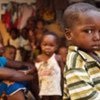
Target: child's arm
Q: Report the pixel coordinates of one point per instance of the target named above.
(13, 75)
(60, 62)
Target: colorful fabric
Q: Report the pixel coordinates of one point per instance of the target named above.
(81, 76)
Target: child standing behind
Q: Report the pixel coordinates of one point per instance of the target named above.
(49, 67)
(82, 77)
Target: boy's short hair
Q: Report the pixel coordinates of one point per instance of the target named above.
(72, 13)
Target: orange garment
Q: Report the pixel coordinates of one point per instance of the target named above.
(4, 33)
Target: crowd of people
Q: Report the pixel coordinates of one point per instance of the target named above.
(49, 63)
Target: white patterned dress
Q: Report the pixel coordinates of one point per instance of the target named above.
(49, 77)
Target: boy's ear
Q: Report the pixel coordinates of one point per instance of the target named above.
(68, 34)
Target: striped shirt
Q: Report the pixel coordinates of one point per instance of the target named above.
(81, 76)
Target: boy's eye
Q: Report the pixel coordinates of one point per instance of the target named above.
(89, 31)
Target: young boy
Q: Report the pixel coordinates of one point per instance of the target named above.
(82, 74)
(12, 75)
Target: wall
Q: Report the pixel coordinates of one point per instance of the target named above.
(19, 1)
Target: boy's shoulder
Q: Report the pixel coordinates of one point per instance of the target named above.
(39, 58)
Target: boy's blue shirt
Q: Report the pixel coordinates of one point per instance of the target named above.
(3, 61)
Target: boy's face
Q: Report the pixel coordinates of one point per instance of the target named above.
(86, 34)
(48, 45)
(10, 53)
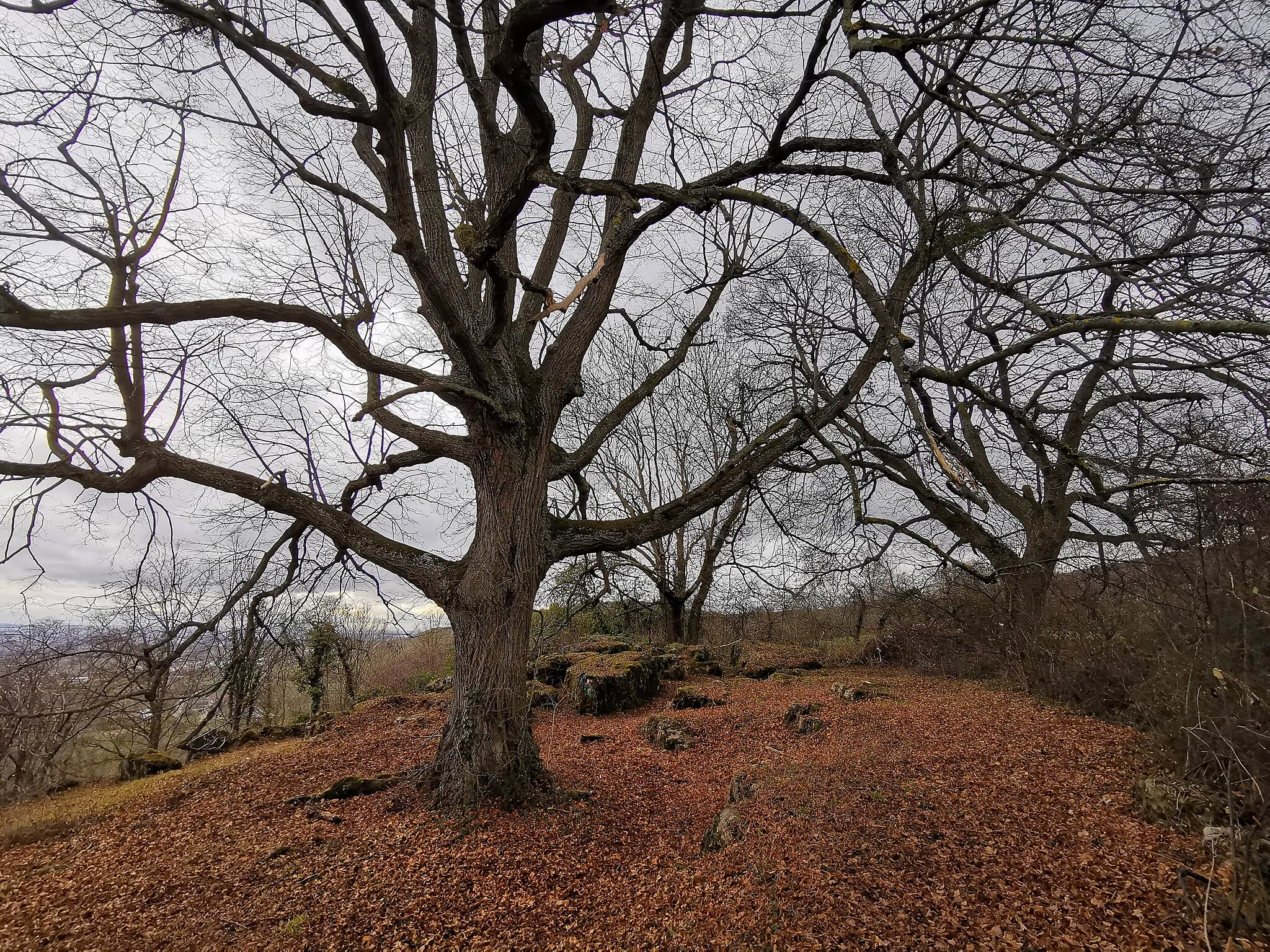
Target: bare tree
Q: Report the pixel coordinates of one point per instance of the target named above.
(675, 441)
(414, 155)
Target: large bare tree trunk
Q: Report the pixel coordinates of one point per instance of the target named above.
(487, 748)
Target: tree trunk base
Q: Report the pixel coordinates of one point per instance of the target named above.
(487, 756)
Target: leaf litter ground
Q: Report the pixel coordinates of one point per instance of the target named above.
(946, 816)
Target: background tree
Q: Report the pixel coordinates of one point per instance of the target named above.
(417, 156)
(409, 162)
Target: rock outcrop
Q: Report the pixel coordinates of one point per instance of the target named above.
(148, 764)
(601, 684)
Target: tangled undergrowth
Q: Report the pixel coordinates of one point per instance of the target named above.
(945, 815)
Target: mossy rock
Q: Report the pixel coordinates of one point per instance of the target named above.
(672, 667)
(543, 695)
(703, 669)
(762, 659)
(728, 828)
(148, 764)
(550, 669)
(1171, 804)
(349, 787)
(865, 691)
(802, 719)
(670, 734)
(686, 699)
(601, 645)
(600, 684)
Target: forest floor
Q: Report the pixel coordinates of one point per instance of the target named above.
(948, 816)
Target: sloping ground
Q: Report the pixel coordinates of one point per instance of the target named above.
(949, 816)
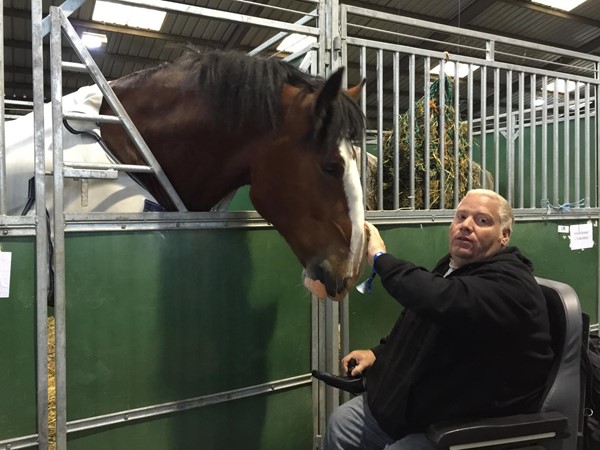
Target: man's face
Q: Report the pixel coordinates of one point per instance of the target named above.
(475, 231)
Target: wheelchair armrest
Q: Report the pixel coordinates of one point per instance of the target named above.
(445, 434)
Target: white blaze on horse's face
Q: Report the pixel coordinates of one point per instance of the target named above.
(357, 252)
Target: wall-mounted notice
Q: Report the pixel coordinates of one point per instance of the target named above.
(582, 236)
(5, 260)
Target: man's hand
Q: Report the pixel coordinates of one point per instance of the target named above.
(363, 358)
(375, 243)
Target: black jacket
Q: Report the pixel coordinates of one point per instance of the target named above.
(473, 344)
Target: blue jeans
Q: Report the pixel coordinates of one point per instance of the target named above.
(352, 426)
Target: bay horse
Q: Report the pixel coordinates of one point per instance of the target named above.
(218, 120)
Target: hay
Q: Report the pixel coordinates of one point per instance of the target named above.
(51, 385)
(434, 165)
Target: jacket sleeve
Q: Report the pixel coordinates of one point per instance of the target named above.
(496, 297)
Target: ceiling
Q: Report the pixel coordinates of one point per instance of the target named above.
(130, 49)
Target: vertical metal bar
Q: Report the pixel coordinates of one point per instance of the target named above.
(510, 141)
(586, 147)
(483, 134)
(442, 132)
(396, 130)
(555, 149)
(456, 135)
(363, 105)
(521, 165)
(532, 141)
(411, 112)
(567, 145)
(380, 156)
(427, 126)
(577, 147)
(59, 227)
(3, 182)
(545, 196)
(41, 231)
(470, 125)
(497, 129)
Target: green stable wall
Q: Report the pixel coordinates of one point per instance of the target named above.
(372, 317)
(155, 317)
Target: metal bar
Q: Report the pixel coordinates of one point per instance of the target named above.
(483, 125)
(555, 149)
(3, 182)
(566, 145)
(411, 130)
(456, 136)
(470, 126)
(442, 133)
(380, 156)
(59, 226)
(545, 196)
(396, 132)
(119, 111)
(363, 107)
(427, 126)
(577, 149)
(510, 142)
(496, 130)
(586, 147)
(162, 409)
(41, 236)
(282, 34)
(521, 158)
(532, 141)
(467, 33)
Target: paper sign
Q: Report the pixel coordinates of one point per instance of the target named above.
(581, 236)
(5, 260)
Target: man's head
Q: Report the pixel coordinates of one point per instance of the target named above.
(481, 226)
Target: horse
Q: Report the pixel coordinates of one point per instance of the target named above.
(219, 120)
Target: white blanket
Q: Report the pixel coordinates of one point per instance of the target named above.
(120, 195)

----

What you will do: Copy all the records above word for word, but leave out the pictures.

Answer to this exercise:
Target: child's arm
Q: Report the pixel coordinates of one point per instance of the target named above.
(13, 75)
(60, 62)
Target: colorful fabric
Q: Report the pixel coordinates of one point per instance of the target named above.
(81, 76)
Target: child standing behind
Q: Report the pixel coordinates of one point per instance of the target named above.
(49, 67)
(82, 77)
Target: boy's short hair
Q: Report the pixel coordinates of one point per instance of the target named above.
(72, 13)
Target: orange garment
Q: Report the pixel coordinates of one point per instance of the target named above.
(4, 33)
Target: crowd of people
Q: Report the pixel coordinates of one point per instance of the target named above.
(49, 63)
Target: white patterned dress
Q: Report the pixel coordinates of one point per instance of the target named above.
(49, 77)
Target: boy's ear
Q: Report the pixel coordinates of one point per instance of the target named above.
(68, 34)
Target: striped shirt
Q: Report the pixel coordinates of one point per instance of the target named above.
(81, 76)
Target: boy's eye
Q: Report the pixel coordinates of one point per instance of the target named above.
(89, 31)
Target: young boy
Q: Report the pixel coordinates of one point per instance of the target named above.
(82, 74)
(12, 75)
Target: wall
Q: Report the pixel coordinates of one point per instance of the target named above.
(19, 1)
Target: boy's shoulder
Q: Report the pixel coordinates of one point per instance of the target named above.
(39, 58)
Target: boy's blue shirt
Q: Report the pixel coordinates of one point per instance of the target named above.
(3, 61)
Target: boy's face
Q: Report the pixel coordinates of one point per instance of the target named above.
(86, 34)
(48, 45)
(10, 53)
Target: bare tree
Q: Report the pixel coordinates of one point per instance of the target named above.
(675, 441)
(414, 155)
Target: large bare tree trunk
Q: Report the pixel coordinates of one point per instance of the target named above.
(487, 748)
Target: tree trunk base
Q: Report the pixel coordinates of one point per instance of the target named above.
(487, 756)
Target: leaf litter ground
Q: Report the pixel coordinates of one point per instance of the target named above.
(946, 816)
Target: background tree
Q: Report the pixel coordinates of one point per instance of the target named above.
(417, 156)
(409, 162)
Target: rock outcrop
Q: Report the pixel coordinates of one point per instance of the target named above.
(148, 764)
(601, 684)
Target: tangled undergrowth
Q: Report the pixel coordinates of one point per instance of the target named above.
(945, 815)
Target: mossy rock
Q: Report the pixel coordinates of one point per instance of the target named above.
(672, 667)
(543, 695)
(703, 669)
(762, 659)
(728, 828)
(148, 764)
(550, 669)
(1171, 804)
(349, 787)
(865, 691)
(802, 719)
(670, 734)
(686, 699)
(601, 645)
(600, 684)
Target: forest floor
Q: Report the pixel coordinates of one point per instance of the target named above.
(948, 816)
Target: sloping ground
Q: Report the pixel coordinates of one point per instance of the target named above.
(949, 816)
Target: man's face
Q: Report the pixel coordinates of one point per instance of the target named above.
(475, 231)
Target: wheelchair armrest
Q: Report the pixel coordinates of one point per instance of the target named above.
(445, 434)
Target: white blaze on horse's face
Q: Report the pixel coordinates of one point per instance of the target named above.
(357, 252)
Target: wall-mounted notice
Q: Report the pixel coordinates of one point per instance of the target named above.
(582, 236)
(5, 260)
Target: man's hand
Q: Report the pixel coordinates of one point per instance of the target named above.
(363, 358)
(375, 243)
Target: black jacket
Q: Report the pixel coordinates of one point per instance of the target named above.
(473, 344)
Target: blue jeans
Q: Report the pixel coordinates of one point per instance of the target named above.
(352, 426)
Target: bay horse
Q: Report the pixel coordinates of one point per instance of the target named above.
(218, 120)
Target: hay
Q: Report the pixel coordinates of one point per instance of the target named above.
(51, 385)
(434, 165)
Target: jacket sleeve
Q: Report the pixel coordinates of one point per instance of the target named above.
(496, 297)
Target: ceiling
Q: Report the pixel coordinates of one point per instance of the target named above.
(130, 49)
Target: vertical metal bar
Q: Report the pixel coordinates of one point per instance of the target named above.
(510, 141)
(586, 147)
(483, 134)
(442, 132)
(396, 130)
(555, 149)
(456, 135)
(363, 105)
(521, 165)
(532, 141)
(411, 112)
(567, 145)
(380, 156)
(427, 126)
(577, 147)
(59, 227)
(3, 182)
(545, 196)
(41, 231)
(470, 125)
(497, 129)
Target: green stable wall
Q: Report the pixel coordinates of one point per instance of the target named above.
(372, 317)
(155, 317)
Target: metal bar
Q: Report the pixel coordinates of one point per instance of the target named above.
(483, 125)
(555, 149)
(3, 182)
(566, 145)
(411, 130)
(456, 136)
(470, 126)
(442, 133)
(380, 156)
(59, 226)
(545, 196)
(396, 132)
(119, 111)
(363, 107)
(427, 126)
(577, 149)
(510, 142)
(496, 130)
(586, 147)
(162, 409)
(41, 236)
(282, 34)
(521, 158)
(532, 141)
(467, 33)
Target: paper sign
Q: Report the pixel coordinates of one point per instance of the target named above.
(581, 236)
(5, 260)
Target: man's head
Q: Report the pixel coordinates of one point per instance of the target named above.
(481, 226)
Target: horse
Q: Report the pixel coordinates of one point per instance of the target named above.
(219, 120)
Target: white blanket
Q: Report the pixel coordinates of one point per instance of the target named above.
(120, 195)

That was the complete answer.